Saturday 15 May 2010

Norway





One thing I've always wished I could change was that I got to know my grandparents properly.

As a child and even as a teenager I don't think you ever really appreciate your grandparents. I certainly didn't. I didn't see them as people with lives, they were just this entity that the family congregated around. Always the strong ones. Always the peacemakers. I never got to know them as people, who live as you live, achieve things in their lives and lived through different times. They know things you can learn from, they can teach you things about yourself.

I never had the chance to get to know any of my grandparents as an adult. My mum said to me the other day that I reminded her of her mother, in the way that she was a creative writer, good with words, handy with a crossword and loved crime television (I may not watch Midsummer Murders but I am partial to Wallander.)

Another thing I've always liked to know are useless facts. I love to read up on interesting and bizarre points in history, as well as finding out facts about the things that interest me. I have bored many a friend over a drink with facts about films, authors, bands, political movements, explorers, race car drivers. I have this memory of my dad's father, sat in his front room in Sheffield watching sports, being supplied with an endless plate of bourbons and custard creams and toast with real butter but the most pressing memories that I've never been able to shake are all the facts that my granddad used to tell me. About plane crashes and survivors, about a cross country runner getting lost in the desert and how you couldn't drink too much water in one go after you've been that dehydrated (as you would, being lost in a desert.)

I never noticed before this likeness between me and my granddad Geoffrey. He died when I was 14. I never got the chance to ask him how he knew all these facts or the chance to trade some with him. He told me that even if you could afford to buy a Formula One car you wouldn't have the money to run it. "That's the most expensive thing, the team you need to make it run." I would say to him now "Apparently the cockpit of your Formula One car is the comfiest place in the world as everything is made to fit your body. Custom made seat, shoes, race suit, helmet, everything. Coulthard said it's like sitting in the bathtub" and no doubt he would have an ever better fact that would blow my mind just as they did when I was a nipper.

» **EXERCISE INSTRUCTIONS**:
1. Reproduce the post about grandparents word for word, everything from "One thing I've" down to "things about yourself.".
2. In the post about grandparents, how old was the writer when granddad Geoffrey died?
These items have nothing to do with the post about grandparents.

(Rows from a dataset for pointing)

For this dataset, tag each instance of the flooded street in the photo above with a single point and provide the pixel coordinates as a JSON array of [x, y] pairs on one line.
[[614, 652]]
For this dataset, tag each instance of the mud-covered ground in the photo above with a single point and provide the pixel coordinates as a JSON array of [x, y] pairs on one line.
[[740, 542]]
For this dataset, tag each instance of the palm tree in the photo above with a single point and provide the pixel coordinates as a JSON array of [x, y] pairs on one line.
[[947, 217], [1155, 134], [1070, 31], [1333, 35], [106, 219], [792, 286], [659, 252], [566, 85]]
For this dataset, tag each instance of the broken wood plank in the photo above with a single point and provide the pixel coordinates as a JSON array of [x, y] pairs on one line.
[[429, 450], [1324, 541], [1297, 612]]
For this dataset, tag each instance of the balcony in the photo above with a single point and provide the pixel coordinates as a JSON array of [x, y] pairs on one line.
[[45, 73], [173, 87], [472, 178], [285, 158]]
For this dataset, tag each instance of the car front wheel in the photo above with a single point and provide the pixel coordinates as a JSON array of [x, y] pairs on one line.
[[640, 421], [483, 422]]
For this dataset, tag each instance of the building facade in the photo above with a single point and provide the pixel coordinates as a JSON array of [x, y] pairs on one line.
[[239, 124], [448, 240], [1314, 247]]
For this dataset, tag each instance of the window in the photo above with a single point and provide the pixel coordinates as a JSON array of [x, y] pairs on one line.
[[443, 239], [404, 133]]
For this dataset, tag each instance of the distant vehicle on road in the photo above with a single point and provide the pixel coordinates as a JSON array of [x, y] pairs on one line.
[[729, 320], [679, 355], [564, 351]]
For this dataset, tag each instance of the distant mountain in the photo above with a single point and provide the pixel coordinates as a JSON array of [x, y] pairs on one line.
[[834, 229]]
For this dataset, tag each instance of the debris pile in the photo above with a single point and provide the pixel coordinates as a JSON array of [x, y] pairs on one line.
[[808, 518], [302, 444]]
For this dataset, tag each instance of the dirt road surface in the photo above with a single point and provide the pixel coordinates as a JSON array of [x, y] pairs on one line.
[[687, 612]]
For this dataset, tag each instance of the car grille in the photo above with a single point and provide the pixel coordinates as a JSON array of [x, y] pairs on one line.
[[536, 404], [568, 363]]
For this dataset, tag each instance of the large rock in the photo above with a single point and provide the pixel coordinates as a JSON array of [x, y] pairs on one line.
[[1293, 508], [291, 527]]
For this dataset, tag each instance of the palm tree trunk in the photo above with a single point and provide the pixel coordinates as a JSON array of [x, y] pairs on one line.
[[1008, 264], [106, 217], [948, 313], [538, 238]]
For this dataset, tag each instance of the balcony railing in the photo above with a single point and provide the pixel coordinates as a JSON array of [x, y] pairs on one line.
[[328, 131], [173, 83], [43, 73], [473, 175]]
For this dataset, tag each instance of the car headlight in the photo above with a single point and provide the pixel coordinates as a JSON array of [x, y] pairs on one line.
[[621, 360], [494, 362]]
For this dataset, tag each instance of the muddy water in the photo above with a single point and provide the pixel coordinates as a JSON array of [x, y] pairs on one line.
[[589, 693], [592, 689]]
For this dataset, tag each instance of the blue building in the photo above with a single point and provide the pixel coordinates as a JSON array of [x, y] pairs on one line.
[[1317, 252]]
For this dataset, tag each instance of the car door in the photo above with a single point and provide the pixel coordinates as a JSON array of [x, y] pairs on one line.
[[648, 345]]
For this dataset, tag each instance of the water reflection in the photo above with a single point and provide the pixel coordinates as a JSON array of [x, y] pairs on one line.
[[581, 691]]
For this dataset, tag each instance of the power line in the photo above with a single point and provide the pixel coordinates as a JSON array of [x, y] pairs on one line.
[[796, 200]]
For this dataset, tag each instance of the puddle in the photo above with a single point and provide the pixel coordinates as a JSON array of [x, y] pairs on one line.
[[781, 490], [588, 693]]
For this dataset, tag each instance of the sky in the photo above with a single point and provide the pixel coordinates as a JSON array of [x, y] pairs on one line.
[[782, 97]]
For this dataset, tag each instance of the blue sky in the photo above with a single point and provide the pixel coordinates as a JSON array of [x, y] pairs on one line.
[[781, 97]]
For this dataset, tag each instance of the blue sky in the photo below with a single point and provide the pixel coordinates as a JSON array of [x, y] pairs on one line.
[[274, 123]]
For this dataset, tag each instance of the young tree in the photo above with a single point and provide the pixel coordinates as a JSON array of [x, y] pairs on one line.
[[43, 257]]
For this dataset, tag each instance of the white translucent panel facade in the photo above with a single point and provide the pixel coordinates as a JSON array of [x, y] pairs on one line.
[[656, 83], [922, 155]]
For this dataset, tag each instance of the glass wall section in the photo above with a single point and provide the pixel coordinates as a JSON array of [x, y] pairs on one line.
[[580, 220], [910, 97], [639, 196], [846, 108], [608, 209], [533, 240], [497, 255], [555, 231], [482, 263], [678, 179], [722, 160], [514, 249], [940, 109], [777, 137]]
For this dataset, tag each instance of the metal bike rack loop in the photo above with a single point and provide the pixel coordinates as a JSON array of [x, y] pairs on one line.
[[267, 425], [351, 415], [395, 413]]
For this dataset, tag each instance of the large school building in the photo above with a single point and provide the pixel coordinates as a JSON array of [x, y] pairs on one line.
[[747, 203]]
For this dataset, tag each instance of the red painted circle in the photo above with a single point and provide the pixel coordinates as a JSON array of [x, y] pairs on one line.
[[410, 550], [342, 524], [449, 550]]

» **EXPECTED RESPONSES**:
1.
One thing I've always wished I could change was that I got to know my grandparents properly.

As a child and even as a teenager I don't think you ever really appreciate your grandparents. I certainly didn't. I didn't see them as people with lives, they were just this entity that the family congregated around. Always the strong ones. Always the peacemakers. I never got to know them as people, who live as you live, achieve things in their lives and lived through different times. They know things you can learn from, they can teach you things about yourself.

2. 14